_Written exercise_
Locate each line below that contains the word "points", and copy all of those lines out.

_Records for the task_
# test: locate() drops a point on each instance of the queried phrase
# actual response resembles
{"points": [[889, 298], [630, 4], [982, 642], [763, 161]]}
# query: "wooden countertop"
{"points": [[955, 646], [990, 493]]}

--

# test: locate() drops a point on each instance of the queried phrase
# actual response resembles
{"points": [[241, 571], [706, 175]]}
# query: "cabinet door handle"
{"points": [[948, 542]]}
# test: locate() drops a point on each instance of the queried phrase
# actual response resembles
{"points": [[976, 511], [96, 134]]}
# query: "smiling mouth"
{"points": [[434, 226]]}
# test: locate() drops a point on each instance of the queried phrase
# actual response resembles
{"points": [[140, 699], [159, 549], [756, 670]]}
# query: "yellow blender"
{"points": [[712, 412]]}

_Response to the task_
{"points": [[889, 298], [630, 4], [982, 642], [763, 161]]}
{"points": [[955, 646], [990, 493]]}
{"points": [[241, 571], [706, 175]]}
{"points": [[948, 542]]}
{"points": [[976, 511], [96, 134]]}
{"points": [[434, 226]]}
{"points": [[140, 699], [159, 549], [756, 670]]}
{"points": [[712, 412]]}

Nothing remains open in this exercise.